## TASK TO CARRY OUT
Copy out each line of the records below that contains the word "simplified". Matching is case-sensitive.

---

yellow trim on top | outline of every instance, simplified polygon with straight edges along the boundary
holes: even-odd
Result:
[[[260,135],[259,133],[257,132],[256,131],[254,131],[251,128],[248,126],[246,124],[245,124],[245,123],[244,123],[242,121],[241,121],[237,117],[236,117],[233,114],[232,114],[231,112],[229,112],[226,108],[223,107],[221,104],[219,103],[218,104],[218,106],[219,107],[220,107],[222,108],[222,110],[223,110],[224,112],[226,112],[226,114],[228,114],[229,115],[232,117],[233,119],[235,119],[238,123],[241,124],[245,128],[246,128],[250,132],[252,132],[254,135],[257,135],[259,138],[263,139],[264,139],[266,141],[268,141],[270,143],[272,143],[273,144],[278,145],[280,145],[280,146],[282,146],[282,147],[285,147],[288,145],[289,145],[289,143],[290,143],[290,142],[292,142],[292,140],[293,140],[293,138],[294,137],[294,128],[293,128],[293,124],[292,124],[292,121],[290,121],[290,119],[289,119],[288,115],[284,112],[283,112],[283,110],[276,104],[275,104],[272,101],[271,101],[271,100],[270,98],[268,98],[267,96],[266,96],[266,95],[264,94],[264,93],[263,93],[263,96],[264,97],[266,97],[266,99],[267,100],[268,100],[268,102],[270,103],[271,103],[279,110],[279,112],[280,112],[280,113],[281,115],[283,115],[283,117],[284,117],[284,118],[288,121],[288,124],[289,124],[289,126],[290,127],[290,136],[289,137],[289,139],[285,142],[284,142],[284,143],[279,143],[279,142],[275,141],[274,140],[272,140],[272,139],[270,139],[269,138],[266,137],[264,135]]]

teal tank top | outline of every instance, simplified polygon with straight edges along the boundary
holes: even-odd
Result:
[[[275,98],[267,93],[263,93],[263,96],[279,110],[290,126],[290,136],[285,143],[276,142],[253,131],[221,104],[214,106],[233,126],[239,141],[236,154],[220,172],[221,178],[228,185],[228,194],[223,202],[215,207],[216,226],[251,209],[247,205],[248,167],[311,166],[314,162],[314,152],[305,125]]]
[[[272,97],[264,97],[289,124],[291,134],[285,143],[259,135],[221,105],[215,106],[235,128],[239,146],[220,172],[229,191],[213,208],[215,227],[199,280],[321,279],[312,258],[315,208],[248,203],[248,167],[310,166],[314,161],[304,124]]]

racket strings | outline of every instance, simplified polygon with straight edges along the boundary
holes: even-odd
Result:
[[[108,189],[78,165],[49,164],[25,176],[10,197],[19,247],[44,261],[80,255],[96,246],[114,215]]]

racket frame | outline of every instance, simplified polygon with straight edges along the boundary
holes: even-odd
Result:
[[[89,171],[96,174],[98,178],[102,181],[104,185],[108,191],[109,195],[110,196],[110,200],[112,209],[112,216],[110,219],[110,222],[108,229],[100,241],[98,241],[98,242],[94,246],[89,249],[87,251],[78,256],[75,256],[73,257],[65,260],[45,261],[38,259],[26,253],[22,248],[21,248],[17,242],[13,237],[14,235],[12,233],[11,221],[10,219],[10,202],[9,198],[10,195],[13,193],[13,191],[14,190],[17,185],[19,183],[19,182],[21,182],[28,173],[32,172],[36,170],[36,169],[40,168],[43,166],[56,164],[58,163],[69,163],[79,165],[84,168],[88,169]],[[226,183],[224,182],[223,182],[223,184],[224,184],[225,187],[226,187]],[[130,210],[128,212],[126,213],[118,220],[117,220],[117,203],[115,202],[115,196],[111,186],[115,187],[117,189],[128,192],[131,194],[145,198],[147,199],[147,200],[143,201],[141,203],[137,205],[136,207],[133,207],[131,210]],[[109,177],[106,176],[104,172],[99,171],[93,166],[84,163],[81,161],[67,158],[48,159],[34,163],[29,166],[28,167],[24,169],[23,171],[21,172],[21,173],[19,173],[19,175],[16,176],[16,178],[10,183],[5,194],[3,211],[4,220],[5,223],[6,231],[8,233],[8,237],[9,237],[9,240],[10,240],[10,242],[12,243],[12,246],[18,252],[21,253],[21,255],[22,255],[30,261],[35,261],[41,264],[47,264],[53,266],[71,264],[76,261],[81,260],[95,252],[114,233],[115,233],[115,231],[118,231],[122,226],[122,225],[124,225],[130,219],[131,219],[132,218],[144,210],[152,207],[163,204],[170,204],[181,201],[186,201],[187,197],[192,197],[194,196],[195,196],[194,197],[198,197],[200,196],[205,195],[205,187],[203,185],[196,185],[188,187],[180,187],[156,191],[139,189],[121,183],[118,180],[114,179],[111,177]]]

---

## FULL RESPONSE
yellow trim on top | outline of every instance, simplified polygon with straight edges along the boundary
teal tank top | outline of every instance, simplified polygon with straight edges along the boundary
racket strings | outline of every instance, simplified polygon with straight edges along the boundary
racket frame | outline of every instance, simplified polygon with straight edges along the boundary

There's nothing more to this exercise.